__COSA FARE__
Ricopia parola per parola l'intero estratto sulla sicurezza delle barche AC 72 riportato più avanti.

__ESTRATTO__
Il Corriere della Sera riporta una prima dichiarazione di Patrizio Bertelli, raccolta poco dopo l’incidente di San Francisco. “Per continuare la sfida ci devono dare garanzie, altrimenti niente, il team è libero di scegliere se continuare o no,  ma con uno sport estremo servono garanzie”.
Sia Bertelli sia lo skipper Max Sirena fin dall’incidente di Oracle, avevano manifestato molti dubbi sulla sicurezza degli AC 72 e come il rischio per i velisti sia molto salito.
Max Sirena skipper di Luna Rossa ha dichiarato al New York Times “Sono barche troppo potenti, quando si è ribaltato Oracle ho subito pensato che non sarebbe stato l’unico, che gli indenti e le rotture sarebbe stati eventi da temere e con cui confrontarsi. E’ successo di nuovo. Del resto questo è lo sport e questi sono i rischi che ci prendiamo”. Anche durante il varo di Auckland lo scorso anno Sirena e Bertelli avevano dedicato molto tempo al tema della sicurezza. Ogni team ha affrontato allenamenti specifici in piscina e a bordo per saper reagire a queste situazioni nel modo migliore.

__SEZIONE DATI__
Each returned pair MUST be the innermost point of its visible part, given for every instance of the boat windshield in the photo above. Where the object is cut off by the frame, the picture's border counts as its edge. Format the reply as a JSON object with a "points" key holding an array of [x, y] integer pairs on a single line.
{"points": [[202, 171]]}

__RISPOSTA__
Il Corriere della Sera riporta una prima dichiarazione di Patrizio Bertelli, raccolta poco dopo l’incidente di San Francisco. “Per continuare la sfida ci devono dare garanzie, altrimenti niente, il team è libero di scegliere se continuare o no,  ma con uno sport estremo servono garanzie”.
Sia Bertelli sia lo skipper Max Sirena fin dall’incidente di Oracle, avevano manifestato molti dubbi sulla sicurezza degli AC 72 e come il rischio per i velisti sia molto salito.
Max Sirena skipper di Luna Rossa ha dichiarato al New York Times “Sono barche troppo potenti, quando si è ribaltato Oracle ho subito pensato che non sarebbe stato l’unico, che gli indenti e le rotture sarebbe stati eventi da temere e con cui confrontarsi. E’ successo di nuovo. Del resto questo è lo sport e questi sono i rischi che ci prendiamo”. Anche durante il varo di Auckland lo scorso anno Sirena e Bertelli avevano dedicato molto tempo al tema della sicurezza. Ogni team ha affrontato allenamenti specifici in piscina e a bordo per saper reagire a queste situazioni nel modo migliore.